* WORK TASK: Go through the listing below and show each line that has the word "taillight".

* DATA LISTING:

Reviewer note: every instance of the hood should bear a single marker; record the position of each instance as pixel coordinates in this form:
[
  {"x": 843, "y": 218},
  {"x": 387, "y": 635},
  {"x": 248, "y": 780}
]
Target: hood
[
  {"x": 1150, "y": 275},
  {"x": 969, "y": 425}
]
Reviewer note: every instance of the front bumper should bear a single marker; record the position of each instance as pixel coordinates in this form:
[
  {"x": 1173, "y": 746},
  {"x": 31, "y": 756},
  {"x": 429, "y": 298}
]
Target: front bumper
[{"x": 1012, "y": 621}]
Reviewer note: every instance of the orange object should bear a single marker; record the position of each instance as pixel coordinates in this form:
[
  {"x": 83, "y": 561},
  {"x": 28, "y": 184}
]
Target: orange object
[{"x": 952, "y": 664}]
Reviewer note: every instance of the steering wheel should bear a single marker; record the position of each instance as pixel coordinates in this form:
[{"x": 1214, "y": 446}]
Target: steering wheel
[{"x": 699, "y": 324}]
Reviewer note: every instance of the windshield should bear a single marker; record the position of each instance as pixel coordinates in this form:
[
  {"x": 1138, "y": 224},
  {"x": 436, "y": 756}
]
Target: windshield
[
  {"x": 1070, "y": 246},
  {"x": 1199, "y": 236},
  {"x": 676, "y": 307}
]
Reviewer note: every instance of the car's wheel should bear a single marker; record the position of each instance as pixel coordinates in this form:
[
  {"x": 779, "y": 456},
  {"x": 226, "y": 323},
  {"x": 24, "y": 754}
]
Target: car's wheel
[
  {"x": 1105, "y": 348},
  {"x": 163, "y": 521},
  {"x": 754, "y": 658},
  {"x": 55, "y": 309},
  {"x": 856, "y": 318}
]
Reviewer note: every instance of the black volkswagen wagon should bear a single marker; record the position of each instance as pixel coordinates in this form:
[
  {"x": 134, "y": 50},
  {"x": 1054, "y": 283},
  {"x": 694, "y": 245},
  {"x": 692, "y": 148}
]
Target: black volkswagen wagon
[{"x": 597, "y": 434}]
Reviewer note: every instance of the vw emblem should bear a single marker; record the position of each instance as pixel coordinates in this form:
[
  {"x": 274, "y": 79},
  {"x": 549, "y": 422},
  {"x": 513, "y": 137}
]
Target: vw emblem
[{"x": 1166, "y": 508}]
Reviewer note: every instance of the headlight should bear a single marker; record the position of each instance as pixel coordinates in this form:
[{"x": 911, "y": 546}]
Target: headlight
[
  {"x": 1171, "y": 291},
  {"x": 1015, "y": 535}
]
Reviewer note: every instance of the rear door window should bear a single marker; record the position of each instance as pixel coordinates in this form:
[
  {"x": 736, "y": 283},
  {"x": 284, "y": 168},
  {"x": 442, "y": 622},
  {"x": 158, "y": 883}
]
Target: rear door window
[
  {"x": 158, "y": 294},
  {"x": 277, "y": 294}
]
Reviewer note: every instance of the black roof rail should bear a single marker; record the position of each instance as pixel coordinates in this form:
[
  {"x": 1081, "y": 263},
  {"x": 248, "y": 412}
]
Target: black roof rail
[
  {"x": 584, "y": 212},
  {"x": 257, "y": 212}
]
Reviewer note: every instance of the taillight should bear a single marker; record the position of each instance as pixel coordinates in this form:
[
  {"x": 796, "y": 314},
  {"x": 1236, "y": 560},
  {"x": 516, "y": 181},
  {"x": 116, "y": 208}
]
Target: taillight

* WRITTEN ANSWER:
Reviewer note: every instance of the taillight should bear a single marker; record the position of each instance as pixel coordinates in this form:
Target: taillight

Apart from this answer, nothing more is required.